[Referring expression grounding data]
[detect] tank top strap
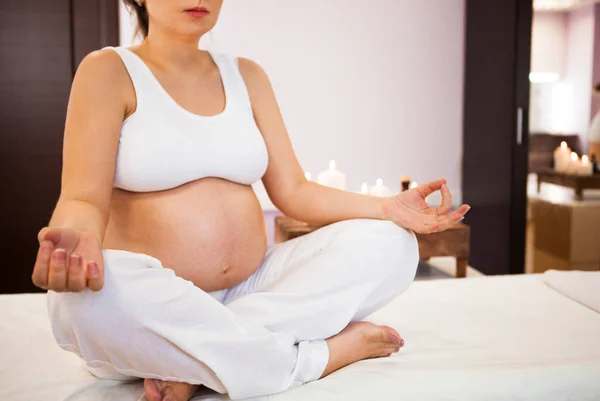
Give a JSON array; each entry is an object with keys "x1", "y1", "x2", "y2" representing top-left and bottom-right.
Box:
[
  {"x1": 101, "y1": 45, "x2": 151, "y2": 112},
  {"x1": 208, "y1": 51, "x2": 253, "y2": 114}
]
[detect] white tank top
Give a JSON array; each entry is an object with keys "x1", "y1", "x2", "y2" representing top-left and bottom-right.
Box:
[{"x1": 102, "y1": 46, "x2": 269, "y2": 192}]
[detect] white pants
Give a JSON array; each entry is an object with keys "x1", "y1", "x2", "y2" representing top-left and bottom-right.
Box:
[{"x1": 47, "y1": 218, "x2": 419, "y2": 400}]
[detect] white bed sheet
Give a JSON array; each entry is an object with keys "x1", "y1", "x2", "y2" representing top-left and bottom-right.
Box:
[
  {"x1": 543, "y1": 270, "x2": 600, "y2": 313},
  {"x1": 1, "y1": 273, "x2": 599, "y2": 401}
]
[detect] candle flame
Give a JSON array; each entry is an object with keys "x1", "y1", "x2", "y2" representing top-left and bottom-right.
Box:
[
  {"x1": 376, "y1": 178, "x2": 383, "y2": 187},
  {"x1": 329, "y1": 160, "x2": 336, "y2": 170},
  {"x1": 571, "y1": 152, "x2": 578, "y2": 161},
  {"x1": 410, "y1": 181, "x2": 418, "y2": 189},
  {"x1": 361, "y1": 183, "x2": 368, "y2": 194},
  {"x1": 582, "y1": 155, "x2": 589, "y2": 164},
  {"x1": 560, "y1": 141, "x2": 568, "y2": 149}
]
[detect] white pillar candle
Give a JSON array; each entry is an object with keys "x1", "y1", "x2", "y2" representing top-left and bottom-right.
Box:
[
  {"x1": 360, "y1": 182, "x2": 369, "y2": 194},
  {"x1": 576, "y1": 155, "x2": 593, "y2": 176},
  {"x1": 317, "y1": 160, "x2": 346, "y2": 190},
  {"x1": 553, "y1": 141, "x2": 571, "y2": 173},
  {"x1": 369, "y1": 178, "x2": 392, "y2": 197},
  {"x1": 567, "y1": 152, "x2": 580, "y2": 175}
]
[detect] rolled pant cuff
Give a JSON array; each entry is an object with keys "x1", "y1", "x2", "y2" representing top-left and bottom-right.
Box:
[{"x1": 291, "y1": 339, "x2": 329, "y2": 386}]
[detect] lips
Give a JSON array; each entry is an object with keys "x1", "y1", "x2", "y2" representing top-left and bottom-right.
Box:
[{"x1": 185, "y1": 7, "x2": 208, "y2": 17}]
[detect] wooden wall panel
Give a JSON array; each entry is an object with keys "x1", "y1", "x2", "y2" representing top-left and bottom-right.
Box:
[{"x1": 0, "y1": 0, "x2": 119, "y2": 294}]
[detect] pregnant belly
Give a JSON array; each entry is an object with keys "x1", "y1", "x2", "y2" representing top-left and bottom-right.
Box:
[{"x1": 103, "y1": 178, "x2": 268, "y2": 292}]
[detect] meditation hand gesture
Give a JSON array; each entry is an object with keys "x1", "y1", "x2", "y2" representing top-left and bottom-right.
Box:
[
  {"x1": 381, "y1": 179, "x2": 471, "y2": 234},
  {"x1": 32, "y1": 227, "x2": 104, "y2": 292}
]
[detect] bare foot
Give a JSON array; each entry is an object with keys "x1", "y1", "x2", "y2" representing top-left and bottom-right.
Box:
[
  {"x1": 322, "y1": 321, "x2": 404, "y2": 377},
  {"x1": 144, "y1": 378, "x2": 198, "y2": 401}
]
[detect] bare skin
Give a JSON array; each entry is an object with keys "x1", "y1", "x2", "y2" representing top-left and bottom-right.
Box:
[
  {"x1": 31, "y1": 1, "x2": 470, "y2": 400},
  {"x1": 144, "y1": 322, "x2": 404, "y2": 401}
]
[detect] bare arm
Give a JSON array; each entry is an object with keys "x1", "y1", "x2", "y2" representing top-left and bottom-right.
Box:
[
  {"x1": 238, "y1": 58, "x2": 470, "y2": 231},
  {"x1": 32, "y1": 49, "x2": 131, "y2": 292},
  {"x1": 238, "y1": 58, "x2": 391, "y2": 226},
  {"x1": 47, "y1": 49, "x2": 130, "y2": 243}
]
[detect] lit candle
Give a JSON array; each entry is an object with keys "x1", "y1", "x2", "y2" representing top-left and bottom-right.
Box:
[
  {"x1": 360, "y1": 182, "x2": 369, "y2": 194},
  {"x1": 305, "y1": 172, "x2": 312, "y2": 181},
  {"x1": 553, "y1": 141, "x2": 571, "y2": 173},
  {"x1": 576, "y1": 155, "x2": 593, "y2": 176},
  {"x1": 400, "y1": 176, "x2": 411, "y2": 191},
  {"x1": 369, "y1": 178, "x2": 392, "y2": 197},
  {"x1": 567, "y1": 152, "x2": 580, "y2": 174},
  {"x1": 317, "y1": 160, "x2": 346, "y2": 190}
]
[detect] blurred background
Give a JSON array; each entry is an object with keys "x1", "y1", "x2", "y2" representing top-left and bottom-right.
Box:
[{"x1": 2, "y1": 0, "x2": 599, "y2": 293}]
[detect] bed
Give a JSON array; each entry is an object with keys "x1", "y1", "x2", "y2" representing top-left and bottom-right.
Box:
[{"x1": 1, "y1": 271, "x2": 599, "y2": 401}]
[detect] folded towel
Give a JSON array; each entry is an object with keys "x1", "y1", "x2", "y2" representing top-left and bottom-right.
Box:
[{"x1": 542, "y1": 270, "x2": 600, "y2": 313}]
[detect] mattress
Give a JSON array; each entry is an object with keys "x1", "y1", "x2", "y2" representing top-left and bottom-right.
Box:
[{"x1": 1, "y1": 273, "x2": 599, "y2": 401}]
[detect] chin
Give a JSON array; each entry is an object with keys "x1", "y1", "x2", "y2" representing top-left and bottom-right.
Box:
[{"x1": 182, "y1": 26, "x2": 214, "y2": 39}]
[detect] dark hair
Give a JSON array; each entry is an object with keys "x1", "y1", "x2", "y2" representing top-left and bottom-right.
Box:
[{"x1": 122, "y1": 0, "x2": 149, "y2": 39}]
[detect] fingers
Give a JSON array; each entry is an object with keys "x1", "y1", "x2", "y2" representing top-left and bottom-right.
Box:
[
  {"x1": 415, "y1": 178, "x2": 446, "y2": 198},
  {"x1": 38, "y1": 227, "x2": 63, "y2": 247},
  {"x1": 48, "y1": 248, "x2": 68, "y2": 292},
  {"x1": 434, "y1": 204, "x2": 471, "y2": 232},
  {"x1": 33, "y1": 228, "x2": 103, "y2": 292},
  {"x1": 444, "y1": 211, "x2": 465, "y2": 228},
  {"x1": 447, "y1": 205, "x2": 471, "y2": 226},
  {"x1": 37, "y1": 227, "x2": 51, "y2": 244},
  {"x1": 414, "y1": 204, "x2": 471, "y2": 234},
  {"x1": 454, "y1": 204, "x2": 471, "y2": 217},
  {"x1": 86, "y1": 261, "x2": 104, "y2": 292},
  {"x1": 67, "y1": 253, "x2": 86, "y2": 292},
  {"x1": 32, "y1": 240, "x2": 54, "y2": 289},
  {"x1": 435, "y1": 184, "x2": 453, "y2": 216}
]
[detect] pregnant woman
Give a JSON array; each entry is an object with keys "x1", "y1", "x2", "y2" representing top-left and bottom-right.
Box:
[{"x1": 31, "y1": 1, "x2": 470, "y2": 400}]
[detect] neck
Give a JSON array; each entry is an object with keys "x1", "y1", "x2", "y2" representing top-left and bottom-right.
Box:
[{"x1": 140, "y1": 28, "x2": 208, "y2": 69}]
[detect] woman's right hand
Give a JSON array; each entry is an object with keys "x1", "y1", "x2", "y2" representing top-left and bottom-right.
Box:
[{"x1": 32, "y1": 227, "x2": 104, "y2": 292}]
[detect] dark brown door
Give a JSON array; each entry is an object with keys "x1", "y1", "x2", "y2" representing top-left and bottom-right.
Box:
[
  {"x1": 462, "y1": 0, "x2": 532, "y2": 275},
  {"x1": 0, "y1": 0, "x2": 118, "y2": 294}
]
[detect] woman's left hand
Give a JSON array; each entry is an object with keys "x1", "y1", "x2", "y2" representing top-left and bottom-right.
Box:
[{"x1": 381, "y1": 179, "x2": 471, "y2": 234}]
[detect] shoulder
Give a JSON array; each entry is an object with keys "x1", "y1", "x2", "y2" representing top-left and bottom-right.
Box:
[
  {"x1": 206, "y1": 51, "x2": 269, "y2": 86},
  {"x1": 72, "y1": 48, "x2": 131, "y2": 93},
  {"x1": 76, "y1": 48, "x2": 126, "y2": 77},
  {"x1": 236, "y1": 57, "x2": 266, "y2": 76},
  {"x1": 235, "y1": 56, "x2": 273, "y2": 94}
]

Problem to solve >> Scan the lines above for the word "hand" and copy every one where it occurs.

Response box >>
[detect] meditation hand gesture
[detect] woman's right hand
[detect] woman's left hand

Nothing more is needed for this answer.